## Exercise directions
Return the records exactly, with nothing added.

## Source material
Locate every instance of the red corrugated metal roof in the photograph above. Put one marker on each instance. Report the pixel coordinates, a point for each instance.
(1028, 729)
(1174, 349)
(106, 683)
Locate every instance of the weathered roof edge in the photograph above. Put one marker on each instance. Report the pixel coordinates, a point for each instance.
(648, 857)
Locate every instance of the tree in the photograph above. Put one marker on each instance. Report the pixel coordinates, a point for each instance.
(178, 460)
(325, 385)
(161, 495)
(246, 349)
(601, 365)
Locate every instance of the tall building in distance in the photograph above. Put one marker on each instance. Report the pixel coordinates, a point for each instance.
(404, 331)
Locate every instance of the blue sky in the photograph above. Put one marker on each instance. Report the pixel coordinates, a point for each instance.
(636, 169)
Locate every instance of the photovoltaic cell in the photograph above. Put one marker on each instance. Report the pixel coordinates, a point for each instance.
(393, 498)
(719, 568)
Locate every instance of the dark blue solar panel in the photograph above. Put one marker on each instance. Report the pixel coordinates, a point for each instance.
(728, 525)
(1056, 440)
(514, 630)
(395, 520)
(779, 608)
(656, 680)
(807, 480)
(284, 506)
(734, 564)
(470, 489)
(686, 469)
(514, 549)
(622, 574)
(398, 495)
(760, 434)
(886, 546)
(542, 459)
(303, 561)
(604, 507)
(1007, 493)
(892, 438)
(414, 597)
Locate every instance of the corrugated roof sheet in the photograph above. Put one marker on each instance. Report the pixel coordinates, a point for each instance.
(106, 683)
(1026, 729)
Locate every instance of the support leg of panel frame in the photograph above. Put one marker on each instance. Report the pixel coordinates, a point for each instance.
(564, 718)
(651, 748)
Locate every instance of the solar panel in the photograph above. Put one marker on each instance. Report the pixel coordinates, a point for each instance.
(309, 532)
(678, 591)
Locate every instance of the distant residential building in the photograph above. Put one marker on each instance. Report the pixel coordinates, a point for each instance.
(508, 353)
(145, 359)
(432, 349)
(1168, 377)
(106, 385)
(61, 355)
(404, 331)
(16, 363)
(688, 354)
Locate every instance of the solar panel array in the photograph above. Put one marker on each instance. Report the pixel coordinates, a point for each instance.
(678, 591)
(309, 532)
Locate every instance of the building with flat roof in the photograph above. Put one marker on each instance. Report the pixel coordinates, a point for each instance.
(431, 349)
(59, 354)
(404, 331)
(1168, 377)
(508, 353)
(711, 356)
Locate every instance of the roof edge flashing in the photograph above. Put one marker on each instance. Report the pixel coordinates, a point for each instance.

## Completed exercise
Locate every instance of the red corrugated metal roof in the photograph above. Put one marker on each instance. Report the pixel coordinates, a point for each instance.
(1028, 729)
(1174, 349)
(106, 683)
Locate every instance of the weathered roof edge in the photograph above. Put one marker on each instance. Report the pixel coordinates, a point for each instance.
(648, 857)
Locate every instance of the tree in the photograph above. Put one marker on each instance. Report the pixel coordinates, a point for each instance.
(178, 460)
(325, 385)
(161, 495)
(246, 349)
(601, 365)
Locate every instance of the tall building in distance in the photograph above. Put one marker on each instance. Report the pixel coordinates, a point for each instance.
(404, 331)
Locate every instance of the blue sky in the photograph above. Put one marker on each instance. Report the pixel coordinates, a point for each instance.
(636, 169)
Locate every instance of the photovoltaic cell in the photograph above. Put one marker on each instance. Report the pixel coordinates, a point for each instance.
(393, 498)
(719, 568)
Locate every instance of the dark blue solar panel in the photograph above. Put one marker on each instance. Report the pixel coordinates, a point for each instance.
(728, 525)
(1056, 440)
(514, 630)
(395, 520)
(779, 608)
(656, 680)
(807, 480)
(284, 506)
(734, 564)
(470, 489)
(686, 469)
(514, 549)
(622, 574)
(398, 495)
(760, 434)
(886, 546)
(542, 459)
(303, 561)
(604, 507)
(1007, 493)
(892, 438)
(414, 597)
Locate every instance of the corrugated roof sheet in the photograph above. Put one marker on each instance. Report the pixel coordinates, a point for each instance.
(106, 683)
(1026, 729)
Locate every instance of the support leg of panel frame in the photograph above. Put one marker on each instance. Report the pixel coordinates, a point for each instance.
(564, 718)
(651, 748)
Locate every instance of the solar panel in the photograph above. Put one marker on each instance. Report the pixel coordinates, a point for each instance.
(309, 532)
(678, 591)
Locate every instance of the distant residential building in the photograph above. Put one marker on each instance. Report the pixel coordinates, a point for each instance.
(508, 353)
(145, 359)
(432, 349)
(1168, 377)
(106, 385)
(61, 355)
(404, 331)
(16, 363)
(688, 354)
Locate every instance of the solar panel array in the photograph above. Put one marker on each instance. Report the pixel coordinates, a point for each instance.
(678, 591)
(309, 532)
Locate every instance of the building with flat roof in the photograph above. Put one marker on each instance. Report the pixel coordinates, a point for each instance.
(431, 349)
(59, 354)
(404, 331)
(1168, 377)
(508, 353)
(711, 356)
Locate every instance of the roof edge flashing in the photograph above. Put one marker on each instance. Report the pixel coordinates, a point for each instance.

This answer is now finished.